Please give again, exactly and only, the stretch of lines from the one containing "Would you mind annotating the dark" to the end of the entries below.

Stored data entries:
-=-=-

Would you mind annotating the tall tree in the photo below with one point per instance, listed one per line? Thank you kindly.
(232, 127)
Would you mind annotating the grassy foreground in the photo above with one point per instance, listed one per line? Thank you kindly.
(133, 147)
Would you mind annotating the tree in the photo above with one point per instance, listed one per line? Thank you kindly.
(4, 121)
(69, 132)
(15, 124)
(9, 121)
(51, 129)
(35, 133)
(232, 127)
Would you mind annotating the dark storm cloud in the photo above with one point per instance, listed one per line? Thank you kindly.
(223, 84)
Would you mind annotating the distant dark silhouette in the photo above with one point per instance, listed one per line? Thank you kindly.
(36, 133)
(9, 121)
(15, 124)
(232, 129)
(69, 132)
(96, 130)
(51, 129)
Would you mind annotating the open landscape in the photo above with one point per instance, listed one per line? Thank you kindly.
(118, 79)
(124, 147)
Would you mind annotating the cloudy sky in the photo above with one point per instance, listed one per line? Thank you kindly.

-=-=-

▶ Expected answer
Would you mind annotating the dark storm cloud in the photo above with one point per instance, listed one per line? Thank you kindly.
(223, 84)
Would you mind annotating the distant dark silhouette in the photo above with one point per instance, listed one per line? Thank you kindly.
(36, 133)
(9, 121)
(15, 124)
(232, 129)
(69, 132)
(96, 130)
(51, 129)
Would you mind annotating the open landscape in the photo above with one point per instance, listed one per line? Thank you kindly.
(118, 79)
(124, 147)
Would you mind annotating the cloudy sky in the photo above with one point per instance, listed one per line? Thank you kindly.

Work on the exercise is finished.